* Requirement *
With the line containing "Target: fence post" as the starting point, output the remaining lines of the data exactly as they are, through the last.

* Data *
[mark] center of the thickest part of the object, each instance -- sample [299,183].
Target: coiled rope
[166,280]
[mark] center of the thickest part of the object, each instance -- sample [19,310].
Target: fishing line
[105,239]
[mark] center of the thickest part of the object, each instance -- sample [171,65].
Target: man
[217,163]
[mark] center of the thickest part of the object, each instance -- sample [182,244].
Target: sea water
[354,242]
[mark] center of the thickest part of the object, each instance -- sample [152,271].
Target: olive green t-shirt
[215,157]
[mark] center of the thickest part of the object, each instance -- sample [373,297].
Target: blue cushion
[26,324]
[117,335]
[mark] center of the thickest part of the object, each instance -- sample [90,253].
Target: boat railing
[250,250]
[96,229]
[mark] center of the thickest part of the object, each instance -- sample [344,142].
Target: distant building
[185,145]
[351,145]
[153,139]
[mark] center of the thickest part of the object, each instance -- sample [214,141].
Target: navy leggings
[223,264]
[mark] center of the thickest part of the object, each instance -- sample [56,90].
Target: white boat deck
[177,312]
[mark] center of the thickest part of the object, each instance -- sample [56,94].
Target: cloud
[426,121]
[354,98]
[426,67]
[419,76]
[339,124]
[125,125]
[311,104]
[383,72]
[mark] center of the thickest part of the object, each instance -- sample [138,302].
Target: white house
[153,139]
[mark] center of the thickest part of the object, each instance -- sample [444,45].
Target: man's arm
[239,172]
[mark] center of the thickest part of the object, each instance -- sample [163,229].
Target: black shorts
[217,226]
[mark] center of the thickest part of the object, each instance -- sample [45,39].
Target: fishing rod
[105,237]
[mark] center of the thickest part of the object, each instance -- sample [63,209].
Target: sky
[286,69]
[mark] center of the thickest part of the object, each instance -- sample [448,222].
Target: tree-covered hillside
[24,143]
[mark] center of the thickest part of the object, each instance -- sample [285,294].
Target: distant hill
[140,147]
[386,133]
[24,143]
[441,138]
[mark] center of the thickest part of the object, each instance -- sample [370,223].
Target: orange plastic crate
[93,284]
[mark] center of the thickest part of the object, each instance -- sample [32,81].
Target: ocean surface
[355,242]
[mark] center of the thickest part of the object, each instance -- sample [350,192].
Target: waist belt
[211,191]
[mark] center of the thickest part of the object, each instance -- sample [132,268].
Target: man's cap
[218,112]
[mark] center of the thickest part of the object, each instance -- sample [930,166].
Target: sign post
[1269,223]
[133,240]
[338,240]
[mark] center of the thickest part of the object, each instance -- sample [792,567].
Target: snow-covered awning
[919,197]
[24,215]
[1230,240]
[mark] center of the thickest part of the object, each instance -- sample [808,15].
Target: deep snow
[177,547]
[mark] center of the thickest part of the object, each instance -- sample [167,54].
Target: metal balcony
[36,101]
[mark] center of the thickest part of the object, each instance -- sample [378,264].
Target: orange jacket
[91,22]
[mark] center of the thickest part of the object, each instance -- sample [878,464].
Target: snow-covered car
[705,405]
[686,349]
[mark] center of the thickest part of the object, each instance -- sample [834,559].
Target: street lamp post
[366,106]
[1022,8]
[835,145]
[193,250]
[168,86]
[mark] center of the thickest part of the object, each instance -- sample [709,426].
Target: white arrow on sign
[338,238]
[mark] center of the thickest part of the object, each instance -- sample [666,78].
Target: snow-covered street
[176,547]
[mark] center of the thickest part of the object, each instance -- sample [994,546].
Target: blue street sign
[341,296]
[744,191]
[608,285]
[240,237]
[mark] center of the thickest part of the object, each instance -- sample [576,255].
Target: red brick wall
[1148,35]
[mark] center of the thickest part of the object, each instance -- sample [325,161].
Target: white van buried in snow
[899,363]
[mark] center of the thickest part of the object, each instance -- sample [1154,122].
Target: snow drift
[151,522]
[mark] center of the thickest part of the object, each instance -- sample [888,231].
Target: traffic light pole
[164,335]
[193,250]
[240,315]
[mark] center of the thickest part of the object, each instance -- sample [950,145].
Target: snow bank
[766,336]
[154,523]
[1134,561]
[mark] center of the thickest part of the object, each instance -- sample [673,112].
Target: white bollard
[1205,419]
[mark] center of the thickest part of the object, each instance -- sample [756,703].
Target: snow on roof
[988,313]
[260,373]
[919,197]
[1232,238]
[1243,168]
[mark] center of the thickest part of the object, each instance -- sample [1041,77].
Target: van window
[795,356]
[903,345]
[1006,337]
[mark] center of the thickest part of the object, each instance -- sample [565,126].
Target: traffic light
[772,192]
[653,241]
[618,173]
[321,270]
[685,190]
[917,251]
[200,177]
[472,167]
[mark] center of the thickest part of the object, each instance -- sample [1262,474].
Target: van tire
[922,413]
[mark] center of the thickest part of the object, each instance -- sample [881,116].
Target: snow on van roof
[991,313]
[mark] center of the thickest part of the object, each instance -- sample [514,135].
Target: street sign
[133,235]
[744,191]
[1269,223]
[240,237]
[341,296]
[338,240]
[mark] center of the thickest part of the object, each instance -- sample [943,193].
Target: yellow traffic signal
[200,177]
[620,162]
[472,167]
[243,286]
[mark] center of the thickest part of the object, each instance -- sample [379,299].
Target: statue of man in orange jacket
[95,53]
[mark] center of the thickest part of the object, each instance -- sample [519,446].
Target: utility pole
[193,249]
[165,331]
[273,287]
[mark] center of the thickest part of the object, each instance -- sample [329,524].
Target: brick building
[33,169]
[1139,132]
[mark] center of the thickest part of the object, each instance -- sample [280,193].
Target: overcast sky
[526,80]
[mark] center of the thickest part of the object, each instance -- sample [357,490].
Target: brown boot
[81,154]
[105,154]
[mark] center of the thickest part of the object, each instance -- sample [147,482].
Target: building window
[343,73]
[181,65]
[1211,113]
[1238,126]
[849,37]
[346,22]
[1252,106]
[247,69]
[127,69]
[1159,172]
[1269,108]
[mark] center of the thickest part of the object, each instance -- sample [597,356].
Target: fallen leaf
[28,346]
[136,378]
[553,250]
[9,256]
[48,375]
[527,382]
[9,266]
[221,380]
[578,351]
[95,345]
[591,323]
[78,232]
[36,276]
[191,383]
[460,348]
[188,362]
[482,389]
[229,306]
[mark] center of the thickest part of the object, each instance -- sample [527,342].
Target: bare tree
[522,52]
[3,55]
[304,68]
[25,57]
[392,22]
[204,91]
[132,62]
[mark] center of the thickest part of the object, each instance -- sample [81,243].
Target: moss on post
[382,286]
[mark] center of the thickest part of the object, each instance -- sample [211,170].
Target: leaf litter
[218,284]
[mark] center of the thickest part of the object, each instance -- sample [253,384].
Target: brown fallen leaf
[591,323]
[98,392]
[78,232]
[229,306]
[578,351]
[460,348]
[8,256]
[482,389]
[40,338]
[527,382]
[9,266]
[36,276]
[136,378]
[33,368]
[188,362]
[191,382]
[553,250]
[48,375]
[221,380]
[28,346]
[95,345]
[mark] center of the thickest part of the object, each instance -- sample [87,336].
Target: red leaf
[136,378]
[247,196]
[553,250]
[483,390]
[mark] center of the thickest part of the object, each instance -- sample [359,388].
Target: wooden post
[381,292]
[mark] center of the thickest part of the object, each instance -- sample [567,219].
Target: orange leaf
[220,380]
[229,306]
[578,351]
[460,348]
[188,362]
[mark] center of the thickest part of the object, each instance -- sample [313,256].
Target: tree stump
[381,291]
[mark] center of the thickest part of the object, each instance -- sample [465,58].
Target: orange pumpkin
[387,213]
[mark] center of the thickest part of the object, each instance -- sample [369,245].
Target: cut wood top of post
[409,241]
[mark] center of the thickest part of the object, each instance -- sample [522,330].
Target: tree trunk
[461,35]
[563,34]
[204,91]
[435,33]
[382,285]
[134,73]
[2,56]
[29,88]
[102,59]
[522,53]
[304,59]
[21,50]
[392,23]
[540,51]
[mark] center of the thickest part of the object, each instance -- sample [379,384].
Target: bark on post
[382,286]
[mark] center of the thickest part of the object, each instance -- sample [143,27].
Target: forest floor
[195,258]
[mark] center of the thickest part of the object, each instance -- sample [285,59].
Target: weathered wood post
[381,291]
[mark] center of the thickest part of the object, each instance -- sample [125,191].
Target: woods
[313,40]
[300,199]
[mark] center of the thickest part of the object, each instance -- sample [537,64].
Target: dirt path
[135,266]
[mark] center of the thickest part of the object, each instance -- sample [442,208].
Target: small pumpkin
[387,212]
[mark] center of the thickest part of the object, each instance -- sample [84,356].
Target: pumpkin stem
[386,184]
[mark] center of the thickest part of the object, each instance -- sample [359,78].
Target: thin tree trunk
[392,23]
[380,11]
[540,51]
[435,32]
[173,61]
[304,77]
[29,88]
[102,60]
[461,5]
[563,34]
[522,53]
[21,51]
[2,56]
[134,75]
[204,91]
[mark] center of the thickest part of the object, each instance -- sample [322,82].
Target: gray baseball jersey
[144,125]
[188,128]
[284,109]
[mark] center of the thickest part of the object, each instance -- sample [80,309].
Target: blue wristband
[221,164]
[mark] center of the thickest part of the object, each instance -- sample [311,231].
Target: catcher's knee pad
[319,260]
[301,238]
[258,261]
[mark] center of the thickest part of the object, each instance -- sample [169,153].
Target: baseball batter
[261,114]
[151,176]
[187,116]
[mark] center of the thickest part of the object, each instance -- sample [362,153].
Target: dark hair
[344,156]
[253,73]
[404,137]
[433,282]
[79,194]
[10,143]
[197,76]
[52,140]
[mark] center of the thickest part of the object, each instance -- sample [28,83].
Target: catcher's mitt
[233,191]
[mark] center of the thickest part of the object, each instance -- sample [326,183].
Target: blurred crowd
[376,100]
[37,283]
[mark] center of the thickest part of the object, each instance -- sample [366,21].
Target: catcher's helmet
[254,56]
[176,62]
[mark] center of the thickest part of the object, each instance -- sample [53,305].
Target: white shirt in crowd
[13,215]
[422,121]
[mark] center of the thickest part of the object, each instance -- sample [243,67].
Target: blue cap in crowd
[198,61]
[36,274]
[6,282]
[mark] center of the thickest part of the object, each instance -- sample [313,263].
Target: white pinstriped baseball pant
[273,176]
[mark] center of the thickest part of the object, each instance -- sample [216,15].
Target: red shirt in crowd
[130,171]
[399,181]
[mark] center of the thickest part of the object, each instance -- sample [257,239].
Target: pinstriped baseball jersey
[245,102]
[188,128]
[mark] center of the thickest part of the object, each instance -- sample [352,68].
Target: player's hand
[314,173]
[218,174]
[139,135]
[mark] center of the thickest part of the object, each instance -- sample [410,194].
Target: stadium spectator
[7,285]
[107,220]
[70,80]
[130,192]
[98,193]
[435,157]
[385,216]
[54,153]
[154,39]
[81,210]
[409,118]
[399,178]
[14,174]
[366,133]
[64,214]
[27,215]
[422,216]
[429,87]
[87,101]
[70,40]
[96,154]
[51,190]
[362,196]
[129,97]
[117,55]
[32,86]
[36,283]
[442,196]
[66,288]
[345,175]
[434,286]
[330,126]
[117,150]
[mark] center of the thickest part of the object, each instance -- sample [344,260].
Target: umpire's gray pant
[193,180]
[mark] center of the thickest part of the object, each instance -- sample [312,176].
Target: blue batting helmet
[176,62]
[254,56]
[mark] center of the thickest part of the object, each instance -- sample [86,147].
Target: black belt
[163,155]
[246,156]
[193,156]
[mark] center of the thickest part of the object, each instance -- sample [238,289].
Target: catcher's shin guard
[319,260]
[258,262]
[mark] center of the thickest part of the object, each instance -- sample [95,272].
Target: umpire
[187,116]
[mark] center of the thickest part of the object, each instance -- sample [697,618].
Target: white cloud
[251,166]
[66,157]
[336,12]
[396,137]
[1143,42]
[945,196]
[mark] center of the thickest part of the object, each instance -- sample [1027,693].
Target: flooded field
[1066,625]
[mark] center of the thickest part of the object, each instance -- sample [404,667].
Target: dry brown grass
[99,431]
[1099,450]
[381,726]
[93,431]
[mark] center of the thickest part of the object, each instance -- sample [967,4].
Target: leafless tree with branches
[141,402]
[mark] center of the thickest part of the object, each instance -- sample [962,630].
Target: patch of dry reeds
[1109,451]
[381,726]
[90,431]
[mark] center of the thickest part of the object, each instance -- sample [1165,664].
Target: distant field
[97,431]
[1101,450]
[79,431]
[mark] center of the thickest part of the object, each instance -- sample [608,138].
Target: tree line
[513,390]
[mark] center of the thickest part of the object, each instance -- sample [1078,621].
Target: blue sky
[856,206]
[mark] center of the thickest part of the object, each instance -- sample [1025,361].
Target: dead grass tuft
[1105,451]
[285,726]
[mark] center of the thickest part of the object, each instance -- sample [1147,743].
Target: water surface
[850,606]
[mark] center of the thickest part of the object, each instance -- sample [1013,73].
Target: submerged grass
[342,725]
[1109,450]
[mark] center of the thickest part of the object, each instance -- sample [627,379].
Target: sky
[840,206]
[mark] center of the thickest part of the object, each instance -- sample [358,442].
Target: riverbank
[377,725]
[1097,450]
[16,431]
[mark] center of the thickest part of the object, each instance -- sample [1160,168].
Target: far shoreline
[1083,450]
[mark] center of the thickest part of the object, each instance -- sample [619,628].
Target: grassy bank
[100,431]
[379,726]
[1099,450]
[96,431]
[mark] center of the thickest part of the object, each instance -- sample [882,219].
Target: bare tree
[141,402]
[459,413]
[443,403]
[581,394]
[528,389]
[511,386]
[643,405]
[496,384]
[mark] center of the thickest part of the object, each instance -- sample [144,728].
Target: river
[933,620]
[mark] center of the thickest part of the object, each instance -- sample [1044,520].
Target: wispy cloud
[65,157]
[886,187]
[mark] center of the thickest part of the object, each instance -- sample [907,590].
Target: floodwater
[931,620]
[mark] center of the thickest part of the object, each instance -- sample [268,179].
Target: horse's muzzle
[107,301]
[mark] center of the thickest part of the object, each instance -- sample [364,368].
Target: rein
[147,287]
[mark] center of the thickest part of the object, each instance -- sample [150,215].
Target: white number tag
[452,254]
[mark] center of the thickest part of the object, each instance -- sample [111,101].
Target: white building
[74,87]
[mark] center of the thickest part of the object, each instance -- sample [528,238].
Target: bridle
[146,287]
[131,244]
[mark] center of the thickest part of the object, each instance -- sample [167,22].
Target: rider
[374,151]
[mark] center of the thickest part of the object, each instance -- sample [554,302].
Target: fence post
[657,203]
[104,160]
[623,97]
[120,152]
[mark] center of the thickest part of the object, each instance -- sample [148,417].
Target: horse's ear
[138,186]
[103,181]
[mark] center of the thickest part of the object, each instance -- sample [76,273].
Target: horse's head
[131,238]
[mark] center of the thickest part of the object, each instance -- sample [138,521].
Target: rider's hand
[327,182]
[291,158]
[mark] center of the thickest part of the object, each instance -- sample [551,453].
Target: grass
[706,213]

* Response for this exercise *
Target: fence post
[657,203]
[104,160]
[623,97]
[120,152]
[mark] center of the thickest part of the object, each instance -- sample [148,417].
Target: horse's ear
[138,186]
[103,181]
[mark] center of the thickest part of the object, each instance -- sample [76,273].
Target: horse's head
[131,238]
[mark] center of the thickest part of the object, each instance -- sample [138,521].
Target: rider's hand
[327,182]
[291,158]
[mark] center of the thickest part of the object, each instance -- sample [551,453].
Target: grass
[706,213]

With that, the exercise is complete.